Records in a dataset
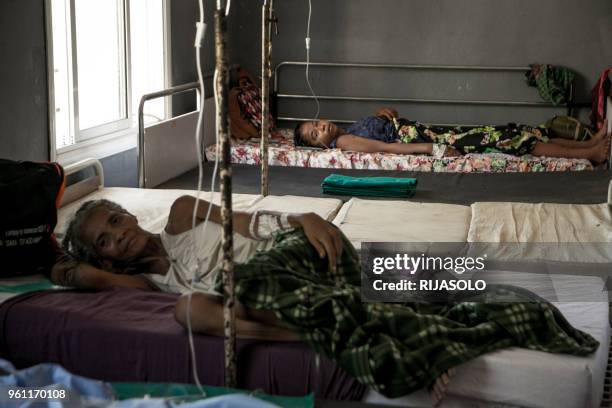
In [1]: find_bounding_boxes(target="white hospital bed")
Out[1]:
[333,193,612,408]
[2,162,612,407]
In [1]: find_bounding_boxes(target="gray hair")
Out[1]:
[62,199,130,268]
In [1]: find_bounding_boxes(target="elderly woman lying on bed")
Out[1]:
[51,196,598,404]
[295,108,610,164]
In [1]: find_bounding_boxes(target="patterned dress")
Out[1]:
[330,116,548,156]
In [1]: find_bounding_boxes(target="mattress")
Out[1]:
[333,198,471,248]
[0,288,365,399]
[365,275,610,408]
[205,129,593,173]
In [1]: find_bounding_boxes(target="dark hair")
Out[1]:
[293,122,310,146]
[62,199,130,267]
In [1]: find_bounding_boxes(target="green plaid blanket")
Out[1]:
[217,229,598,397]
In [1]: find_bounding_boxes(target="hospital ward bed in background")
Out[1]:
[0,158,612,407]
[206,61,610,173]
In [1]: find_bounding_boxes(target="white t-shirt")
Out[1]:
[144,221,274,295]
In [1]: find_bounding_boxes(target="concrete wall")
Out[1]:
[0,0,49,160]
[231,0,612,123]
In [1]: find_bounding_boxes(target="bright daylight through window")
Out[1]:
[48,0,167,150]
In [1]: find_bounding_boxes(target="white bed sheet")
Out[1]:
[364,275,610,408]
[468,202,612,242]
[248,195,342,221]
[55,187,261,237]
[334,198,471,249]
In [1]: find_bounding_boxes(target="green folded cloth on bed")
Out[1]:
[321,174,417,197]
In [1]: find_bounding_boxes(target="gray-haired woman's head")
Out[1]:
[62,199,129,267]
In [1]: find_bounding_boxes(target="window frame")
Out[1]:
[45,0,172,161]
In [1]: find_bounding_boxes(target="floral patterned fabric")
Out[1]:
[206,129,593,173]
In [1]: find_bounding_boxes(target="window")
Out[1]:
[47,0,169,150]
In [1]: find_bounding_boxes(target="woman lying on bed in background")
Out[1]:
[228,67,281,140]
[294,108,610,164]
[51,196,598,400]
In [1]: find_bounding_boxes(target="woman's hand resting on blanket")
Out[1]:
[289,213,342,271]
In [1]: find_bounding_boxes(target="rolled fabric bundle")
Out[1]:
[321,174,418,197]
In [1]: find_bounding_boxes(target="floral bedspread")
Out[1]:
[206,129,593,173]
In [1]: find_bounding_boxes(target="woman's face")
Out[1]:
[300,120,340,147]
[81,207,149,261]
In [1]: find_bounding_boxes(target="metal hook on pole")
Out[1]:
[215,0,236,387]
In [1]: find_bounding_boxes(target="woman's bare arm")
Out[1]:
[166,195,342,270]
[174,293,299,341]
[336,135,432,154]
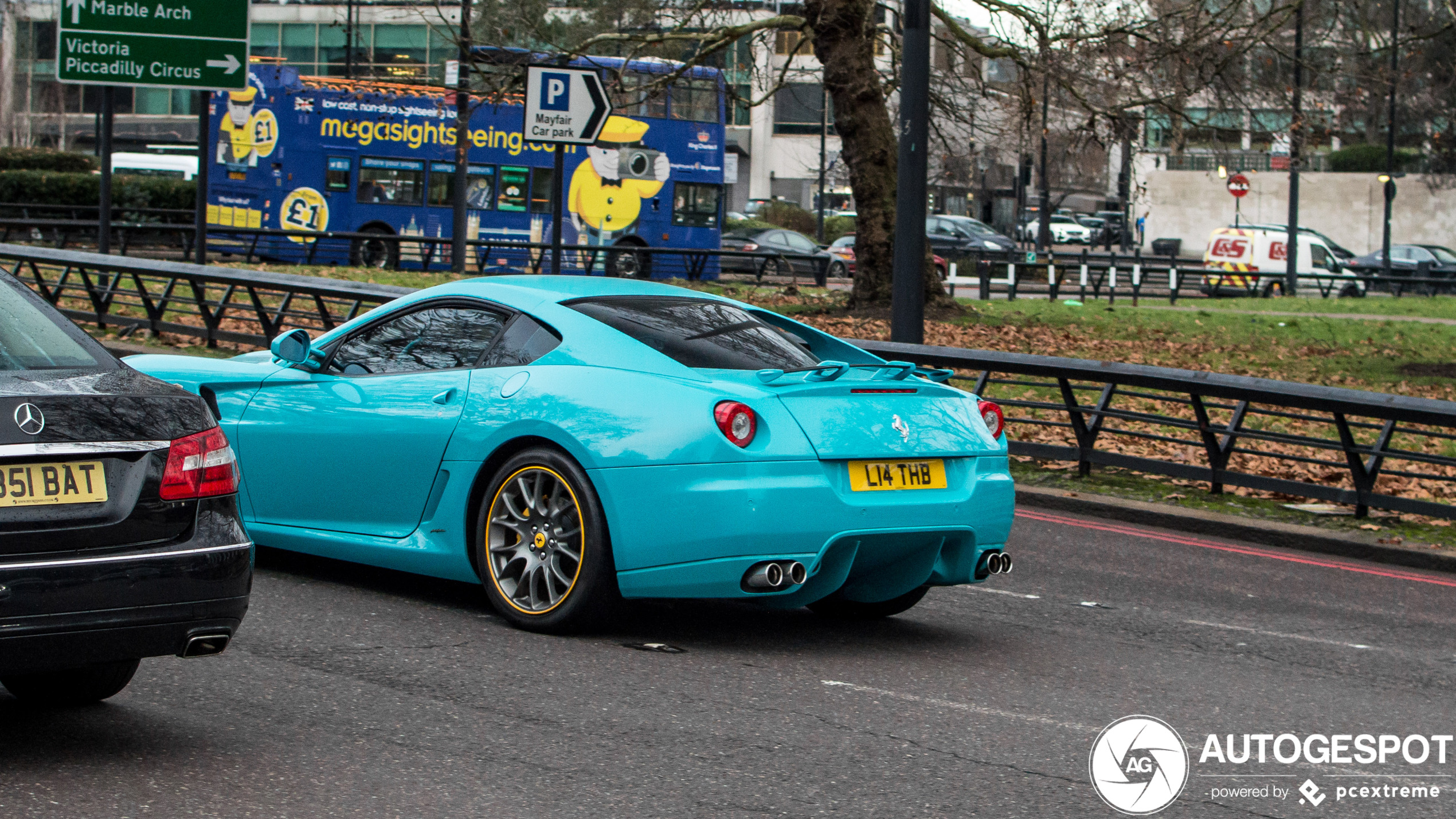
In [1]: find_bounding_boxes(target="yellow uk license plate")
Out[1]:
[849,459,945,492]
[0,461,106,509]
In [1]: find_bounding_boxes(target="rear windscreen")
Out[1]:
[0,279,99,370]
[566,295,818,370]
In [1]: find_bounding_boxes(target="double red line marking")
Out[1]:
[1016,509,1456,587]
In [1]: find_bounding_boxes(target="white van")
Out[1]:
[111,151,197,181]
[1201,227,1366,297]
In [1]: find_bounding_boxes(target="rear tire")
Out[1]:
[603,243,652,279]
[0,659,141,706]
[350,227,399,269]
[758,259,793,282]
[475,446,622,634]
[809,586,930,620]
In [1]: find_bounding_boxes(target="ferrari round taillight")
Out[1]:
[162,426,237,500]
[714,402,758,446]
[981,402,1006,438]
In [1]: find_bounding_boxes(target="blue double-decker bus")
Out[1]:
[204,57,723,275]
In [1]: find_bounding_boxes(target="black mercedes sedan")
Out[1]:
[0,271,253,706]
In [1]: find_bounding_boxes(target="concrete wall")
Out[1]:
[1133,167,1456,256]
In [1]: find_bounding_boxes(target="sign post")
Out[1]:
[521,65,612,275]
[56,0,249,260]
[1229,173,1249,227]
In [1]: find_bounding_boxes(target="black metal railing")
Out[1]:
[0,217,1456,305]
[0,244,1456,518]
[855,340,1456,518]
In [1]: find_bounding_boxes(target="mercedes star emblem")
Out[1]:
[890,414,910,441]
[14,405,45,435]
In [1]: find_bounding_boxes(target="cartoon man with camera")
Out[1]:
[566,116,672,246]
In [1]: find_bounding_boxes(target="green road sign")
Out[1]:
[56,0,249,89]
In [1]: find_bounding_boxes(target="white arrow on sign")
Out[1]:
[205,54,242,74]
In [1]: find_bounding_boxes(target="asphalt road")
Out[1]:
[0,511,1456,817]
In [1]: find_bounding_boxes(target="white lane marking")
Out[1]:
[1184,620,1380,651]
[964,586,1041,599]
[820,679,1102,733]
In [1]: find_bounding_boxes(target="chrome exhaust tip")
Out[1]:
[178,632,233,657]
[742,563,784,589]
[786,560,809,586]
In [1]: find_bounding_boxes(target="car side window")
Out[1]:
[480,314,561,367]
[328,305,505,375]
[784,232,818,253]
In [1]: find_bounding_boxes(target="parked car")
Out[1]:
[719,227,849,279]
[1345,244,1456,289]
[828,233,948,279]
[1201,227,1366,297]
[925,214,1016,256]
[0,271,250,704]
[1021,214,1092,244]
[111,151,197,181]
[128,276,1015,632]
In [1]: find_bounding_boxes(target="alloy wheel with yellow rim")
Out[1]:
[483,464,585,616]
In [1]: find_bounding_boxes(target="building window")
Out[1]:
[374,25,429,80]
[733,83,753,125]
[672,80,718,122]
[672,182,722,227]
[773,83,834,134]
[612,71,667,116]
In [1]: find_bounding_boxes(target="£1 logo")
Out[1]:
[278,187,329,244]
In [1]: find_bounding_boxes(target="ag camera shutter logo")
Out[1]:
[542,73,571,111]
[1087,714,1188,816]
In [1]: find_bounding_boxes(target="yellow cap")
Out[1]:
[597,116,648,143]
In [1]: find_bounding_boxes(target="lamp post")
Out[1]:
[1380,0,1400,279]
[1284,0,1305,297]
[890,0,930,345]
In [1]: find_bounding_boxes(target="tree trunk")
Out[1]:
[804,0,945,307]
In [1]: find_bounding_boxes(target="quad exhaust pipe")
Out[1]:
[178,632,233,657]
[977,551,1012,576]
[742,560,809,592]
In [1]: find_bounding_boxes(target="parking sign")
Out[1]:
[526,65,612,146]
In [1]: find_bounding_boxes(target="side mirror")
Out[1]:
[269,329,317,364]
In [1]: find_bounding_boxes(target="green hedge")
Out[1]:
[1329,143,1421,173]
[0,170,197,209]
[0,148,100,173]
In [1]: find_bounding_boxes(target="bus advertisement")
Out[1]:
[205,57,723,275]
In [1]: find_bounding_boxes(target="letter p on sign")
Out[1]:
[542,74,571,111]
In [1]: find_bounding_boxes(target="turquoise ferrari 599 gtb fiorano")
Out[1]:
[127,276,1015,632]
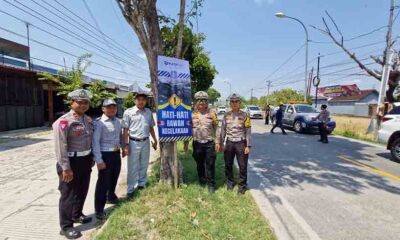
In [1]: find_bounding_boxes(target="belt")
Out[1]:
[129,137,149,142]
[194,140,214,144]
[227,138,246,142]
[68,149,92,157]
[100,147,119,152]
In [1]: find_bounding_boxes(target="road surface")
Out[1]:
[249,120,400,240]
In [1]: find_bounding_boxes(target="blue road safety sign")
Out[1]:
[157,56,192,142]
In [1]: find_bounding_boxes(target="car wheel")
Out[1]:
[390,138,400,162]
[293,121,303,133]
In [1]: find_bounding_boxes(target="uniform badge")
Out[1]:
[59,120,68,132]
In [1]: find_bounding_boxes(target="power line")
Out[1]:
[31,57,145,83]
[0,9,147,74]
[0,27,148,79]
[50,0,145,62]
[3,0,147,73]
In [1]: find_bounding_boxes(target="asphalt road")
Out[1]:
[249,120,400,240]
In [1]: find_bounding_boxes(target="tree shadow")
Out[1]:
[249,133,400,194]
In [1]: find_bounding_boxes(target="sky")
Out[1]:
[0,0,400,98]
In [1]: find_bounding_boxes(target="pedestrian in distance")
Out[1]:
[313,104,330,143]
[265,104,271,125]
[122,92,157,198]
[219,93,251,194]
[184,91,219,193]
[271,103,287,135]
[92,99,123,220]
[52,89,94,239]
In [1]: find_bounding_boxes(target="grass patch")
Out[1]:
[334,116,376,142]
[95,144,275,240]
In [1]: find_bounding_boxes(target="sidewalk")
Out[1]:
[0,128,159,240]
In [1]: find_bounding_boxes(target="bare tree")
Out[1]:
[116,0,183,184]
[311,11,398,81]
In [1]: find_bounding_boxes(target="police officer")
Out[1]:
[92,99,123,220]
[122,92,157,198]
[314,104,330,143]
[53,89,93,239]
[184,91,219,193]
[271,103,287,135]
[219,93,251,194]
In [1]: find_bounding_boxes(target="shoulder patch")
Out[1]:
[58,119,68,132]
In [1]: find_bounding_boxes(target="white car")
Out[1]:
[378,105,400,162]
[217,106,226,115]
[245,106,263,118]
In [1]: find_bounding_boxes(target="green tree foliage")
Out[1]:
[86,80,117,107]
[39,53,116,107]
[160,21,218,94]
[207,88,221,104]
[122,92,135,109]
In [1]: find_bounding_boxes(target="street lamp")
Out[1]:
[275,12,310,102]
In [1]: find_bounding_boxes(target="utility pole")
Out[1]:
[25,22,32,70]
[267,80,271,105]
[378,0,394,106]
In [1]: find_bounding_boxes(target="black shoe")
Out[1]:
[126,192,135,200]
[72,214,92,224]
[96,212,107,221]
[60,228,82,239]
[208,186,215,193]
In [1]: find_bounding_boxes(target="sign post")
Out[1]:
[157,56,192,187]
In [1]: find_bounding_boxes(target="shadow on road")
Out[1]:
[249,133,400,194]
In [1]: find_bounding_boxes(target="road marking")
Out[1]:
[338,156,400,181]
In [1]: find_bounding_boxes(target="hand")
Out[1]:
[63,169,74,183]
[244,147,251,155]
[151,140,157,150]
[183,142,189,153]
[122,145,129,157]
[215,143,220,152]
[97,162,107,171]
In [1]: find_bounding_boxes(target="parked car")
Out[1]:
[244,105,263,119]
[282,104,336,133]
[217,106,226,115]
[378,105,400,162]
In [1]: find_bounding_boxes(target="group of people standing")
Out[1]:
[52,89,157,239]
[184,91,251,194]
[52,89,251,239]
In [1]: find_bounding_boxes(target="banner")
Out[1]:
[157,56,192,142]
[317,84,360,98]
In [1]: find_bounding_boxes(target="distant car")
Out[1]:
[217,106,226,114]
[282,104,336,133]
[244,106,263,118]
[378,106,400,162]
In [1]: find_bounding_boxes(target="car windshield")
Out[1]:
[294,105,317,113]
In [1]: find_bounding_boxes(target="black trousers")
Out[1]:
[193,141,216,187]
[224,140,249,188]
[318,122,328,142]
[94,151,121,212]
[271,122,286,133]
[57,154,93,230]
[265,113,269,125]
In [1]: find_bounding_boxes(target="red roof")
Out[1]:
[329,89,378,102]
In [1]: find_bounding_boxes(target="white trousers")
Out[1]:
[128,139,150,193]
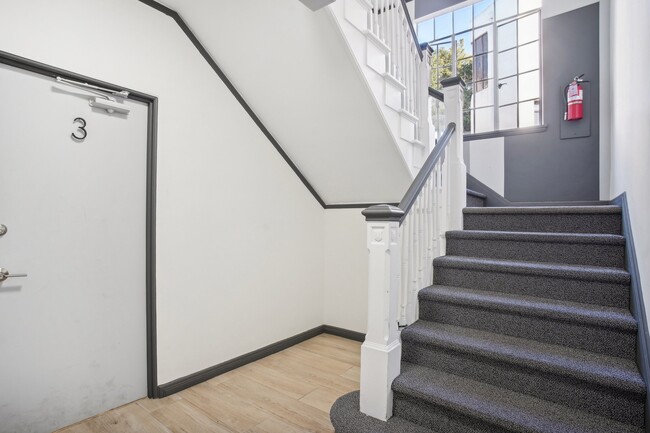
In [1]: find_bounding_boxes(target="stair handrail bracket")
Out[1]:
[359,77,466,421]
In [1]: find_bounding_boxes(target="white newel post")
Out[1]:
[440,77,467,230]
[360,205,404,421]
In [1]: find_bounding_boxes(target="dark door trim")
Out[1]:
[0,51,160,398]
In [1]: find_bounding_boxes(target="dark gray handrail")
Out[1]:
[361,122,456,225]
[402,0,424,60]
[429,87,445,102]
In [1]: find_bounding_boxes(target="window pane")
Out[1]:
[499,104,517,129]
[519,100,540,128]
[438,65,452,81]
[431,42,451,68]
[517,14,539,45]
[474,0,494,27]
[499,48,517,77]
[435,13,452,39]
[418,20,433,43]
[454,6,472,33]
[473,80,494,108]
[519,71,539,101]
[472,53,494,81]
[429,68,442,90]
[518,42,539,72]
[499,21,517,51]
[463,83,474,111]
[474,107,494,133]
[456,31,473,60]
[494,0,517,21]
[463,111,474,134]
[456,57,474,84]
[497,75,517,105]
[473,26,494,54]
[519,0,542,14]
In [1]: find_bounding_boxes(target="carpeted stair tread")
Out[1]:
[463,205,621,215]
[433,256,630,284]
[393,363,643,433]
[401,320,646,395]
[330,391,444,433]
[418,286,637,332]
[463,206,622,234]
[445,230,625,268]
[446,230,625,245]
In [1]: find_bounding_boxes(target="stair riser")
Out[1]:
[402,339,645,426]
[393,392,516,433]
[433,266,630,308]
[467,194,485,207]
[463,214,621,235]
[447,238,625,268]
[420,300,636,359]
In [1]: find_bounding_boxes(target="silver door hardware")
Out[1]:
[56,77,131,114]
[0,268,27,283]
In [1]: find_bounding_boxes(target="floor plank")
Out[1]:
[57,334,361,433]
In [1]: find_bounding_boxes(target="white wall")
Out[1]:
[0,0,324,383]
[542,0,598,20]
[611,0,650,320]
[158,0,412,204]
[323,209,368,333]
[465,137,505,195]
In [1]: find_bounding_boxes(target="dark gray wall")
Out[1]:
[415,0,465,19]
[504,1,599,201]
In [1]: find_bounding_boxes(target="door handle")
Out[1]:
[0,268,27,283]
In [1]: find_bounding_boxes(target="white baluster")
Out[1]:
[360,205,404,421]
[399,216,411,325]
[441,78,467,230]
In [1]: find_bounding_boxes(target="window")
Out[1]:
[418,0,541,133]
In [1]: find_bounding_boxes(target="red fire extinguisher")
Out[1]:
[564,74,585,120]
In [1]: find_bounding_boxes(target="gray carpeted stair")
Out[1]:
[463,206,621,235]
[402,320,645,425]
[446,230,625,268]
[393,363,643,433]
[331,206,646,433]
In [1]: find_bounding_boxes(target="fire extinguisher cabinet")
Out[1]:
[560,82,593,140]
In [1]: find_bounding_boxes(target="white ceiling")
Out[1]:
[157,0,411,204]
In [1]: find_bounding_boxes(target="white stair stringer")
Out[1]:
[327,0,430,175]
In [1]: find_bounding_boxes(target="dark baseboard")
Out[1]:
[323,325,366,343]
[325,203,399,209]
[155,325,365,398]
[610,193,650,432]
[467,173,611,207]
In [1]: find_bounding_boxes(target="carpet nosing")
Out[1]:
[403,326,646,396]
[418,286,638,332]
[433,255,631,284]
[393,364,634,432]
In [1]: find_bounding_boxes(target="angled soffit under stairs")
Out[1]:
[154,0,412,205]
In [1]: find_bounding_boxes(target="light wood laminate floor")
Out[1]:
[57,334,361,433]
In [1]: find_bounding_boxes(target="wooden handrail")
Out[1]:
[429,87,445,102]
[361,122,456,224]
[399,122,456,214]
[402,0,424,60]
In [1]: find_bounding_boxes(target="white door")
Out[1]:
[0,65,147,433]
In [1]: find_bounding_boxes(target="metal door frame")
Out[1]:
[0,51,160,398]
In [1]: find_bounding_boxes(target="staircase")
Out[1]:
[331,206,646,433]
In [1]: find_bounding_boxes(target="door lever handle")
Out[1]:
[0,268,27,283]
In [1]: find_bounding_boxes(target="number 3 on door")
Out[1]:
[70,117,88,141]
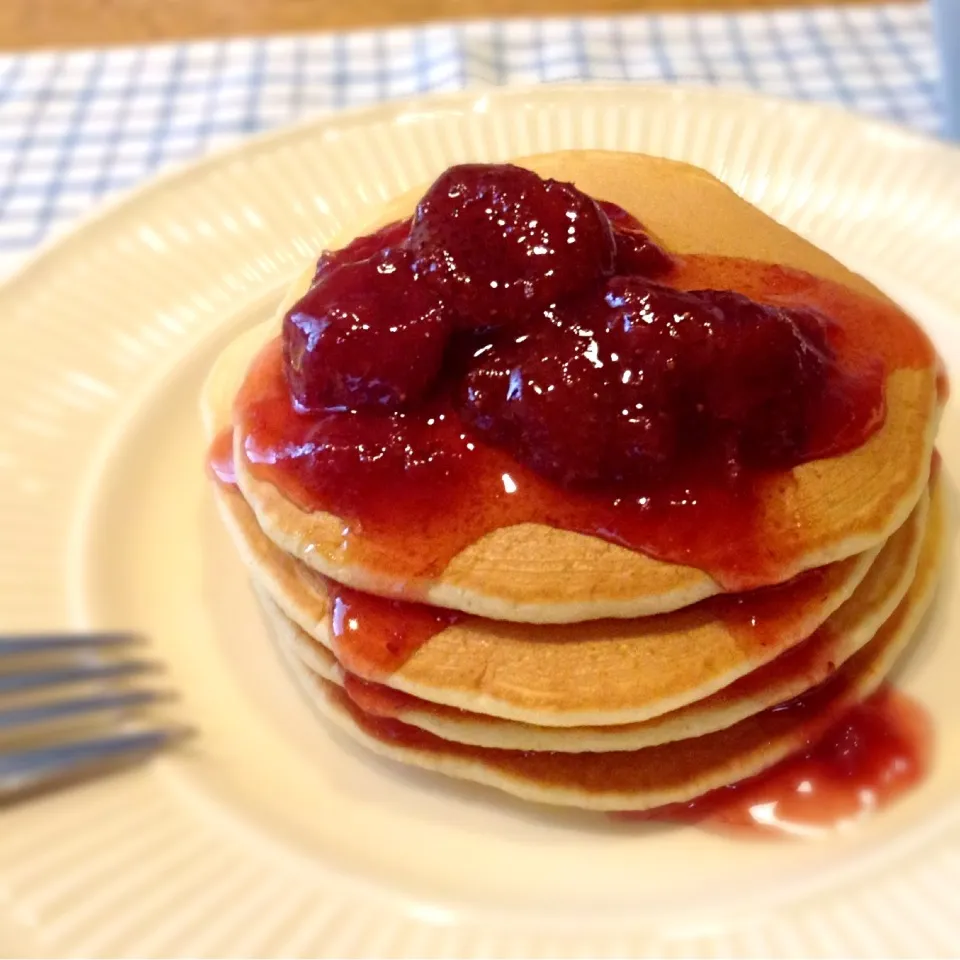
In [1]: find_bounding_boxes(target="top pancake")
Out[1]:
[214,146,938,623]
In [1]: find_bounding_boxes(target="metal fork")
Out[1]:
[0,633,191,805]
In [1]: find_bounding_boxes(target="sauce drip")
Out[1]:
[622,686,931,837]
[326,681,931,837]
[326,579,464,676]
[207,427,237,487]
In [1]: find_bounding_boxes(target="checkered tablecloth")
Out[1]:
[0,3,940,266]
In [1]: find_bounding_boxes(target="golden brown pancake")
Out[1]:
[270,492,944,810]
[260,478,943,753]
[217,476,927,735]
[205,151,938,623]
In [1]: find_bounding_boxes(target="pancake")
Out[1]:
[217,486,900,727]
[258,480,943,753]
[214,151,939,623]
[272,492,944,810]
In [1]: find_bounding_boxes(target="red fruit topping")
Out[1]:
[407,164,614,327]
[597,200,674,277]
[283,250,449,411]
[460,277,831,485]
[313,220,410,281]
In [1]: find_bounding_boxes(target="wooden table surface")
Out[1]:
[0,0,900,50]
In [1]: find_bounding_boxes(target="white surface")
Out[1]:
[0,86,960,956]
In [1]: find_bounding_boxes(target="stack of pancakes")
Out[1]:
[203,153,945,810]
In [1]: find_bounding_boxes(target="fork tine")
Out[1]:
[0,660,160,693]
[0,690,172,731]
[0,725,193,803]
[0,631,143,657]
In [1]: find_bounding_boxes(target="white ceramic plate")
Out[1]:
[0,86,960,957]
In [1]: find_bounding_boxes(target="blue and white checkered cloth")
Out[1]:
[0,3,940,270]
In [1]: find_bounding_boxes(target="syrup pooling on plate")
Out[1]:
[237,161,932,589]
[624,686,931,837]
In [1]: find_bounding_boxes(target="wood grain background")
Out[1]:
[0,0,900,50]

# Exercise instructions
Rewrite the data as a Markdown table with the columns Row and Line, starting at the beginning of the data and ending at the line that contains "[336,135,432,154]". Number each line, skip any blank lines, and leave the pictures out.

# Answer to this problem
| Row | Line |
|---|---|
| 1 | In [1]: find_bounding_boxes(target="white hospital bed") |
| 2 | Out[1]: |
| 3 | [333,193,612,408] |
| 4 | [2,162,612,407] |
| 5 | In [1]: find_bounding_boxes(target="gray hair") |
| 6 | Out[1]: |
| 7 | [62,199,130,268] |
| 8 | In [1]: find_bounding_boxes(target="elderly woman lying on bed") |
| 9 | Out[1]: |
| 10 | [51,196,598,404] |
| 11 | [295,108,610,164] |
| 12 | In [1]: find_bounding_boxes(target="patterned dress") |
| 13 | Out[1]: |
| 14 | [330,116,548,156] |
| 15 | In [1]: find_bounding_boxes(target="mattress") |
| 16 | Out[1]: |
| 17 | [333,198,471,248] |
| 18 | [0,288,365,399] |
| 19 | [365,275,610,408] |
| 20 | [205,129,593,173] |
| 21 | In [1]: find_bounding_boxes(target="dark hair") |
| 22 | Out[1]: |
| 23 | [293,122,310,146] |
| 24 | [62,199,130,267] |
| 25 | In [1]: find_bounding_boxes(target="green plaid blanket") |
| 26 | Out[1]: |
| 27 | [217,229,598,397] |
| 28 | In [1]: find_bounding_boxes(target="hospital ward bed in background") |
| 29 | Out[1]: |
| 30 | [0,158,612,407] |
| 31 | [206,61,610,173] |
| 32 | In [1]: find_bounding_boxes(target="white t-shirt") |
| 33 | Out[1]: |
| 34 | [144,221,274,295] |
| 35 | In [1]: find_bounding_boxes(target="concrete wall") |
| 36 | Out[1]: |
| 37 | [0,0,49,160] |
| 38 | [231,0,612,123] |
| 39 | In [1]: find_bounding_boxes(target="bright daylight through window") |
| 40 | Out[1]: |
| 41 | [48,0,167,150] |
| 42 | In [1]: find_bounding_boxes(target="white bed sheet") |
| 43 | Out[1]: |
| 44 | [364,275,610,408] |
| 45 | [468,202,612,242] |
| 46 | [248,195,342,221] |
| 47 | [55,187,261,237] |
| 48 | [334,198,471,249] |
| 49 | In [1]: find_bounding_boxes(target="green folded cloth on bed") |
| 50 | Out[1]: |
| 51 | [321,174,417,197] |
| 52 | In [1]: find_bounding_boxes(target="gray-haired woman's head") |
| 53 | Out[1]: |
| 54 | [62,199,129,267] |
| 55 | In [1]: find_bounding_boxes(target="window frame") |
| 56 | Out[1]: |
| 57 | [45,0,172,161] |
| 58 | In [1]: find_bounding_boxes(target="floral patterned fabric") |
| 59 | Out[1]: |
| 60 | [206,129,593,173] |
| 61 | In [1]: find_bounding_boxes(target="window") |
| 62 | Out[1]: |
| 63 | [47,0,169,150] |
| 64 | In [1]: find_bounding_boxes(target="woman lying on bed in background") |
| 65 | Out[1]: |
| 66 | [228,67,281,140] |
| 67 | [294,108,610,164] |
| 68 | [51,196,598,400] |
| 69 | In [1]: find_bounding_boxes(target="woman's hand resting on blanket") |
| 70 | Out[1]: |
| 71 | [289,213,342,271] |
| 72 | In [1]: find_bounding_boxes(target="rolled fabric bundle") |
| 73 | Out[1]: |
| 74 | [321,174,418,197] |
| 75 | In [1]: find_bounding_boxes(target="floral bedspread") |
| 76 | Out[1]: |
| 77 | [206,129,593,173] |
| 78 | In [1]: find_bounding_boxes(target="woman's face") |
| 79 | Out[1]: |
| 80 | [300,120,340,147] |
| 81 | [81,207,149,261] |
| 82 | In [1]: find_bounding_boxes(target="metal hook on pole") |
| 83 | Out[1]: |
| 84 | [215,0,236,387] |
| 85 | In [1]: find_bounding_boxes(target="woman's bare arm") |
| 86 | Out[1]: |
| 87 | [166,195,342,270] |
| 88 | [174,293,299,341] |
| 89 | [336,135,432,154] |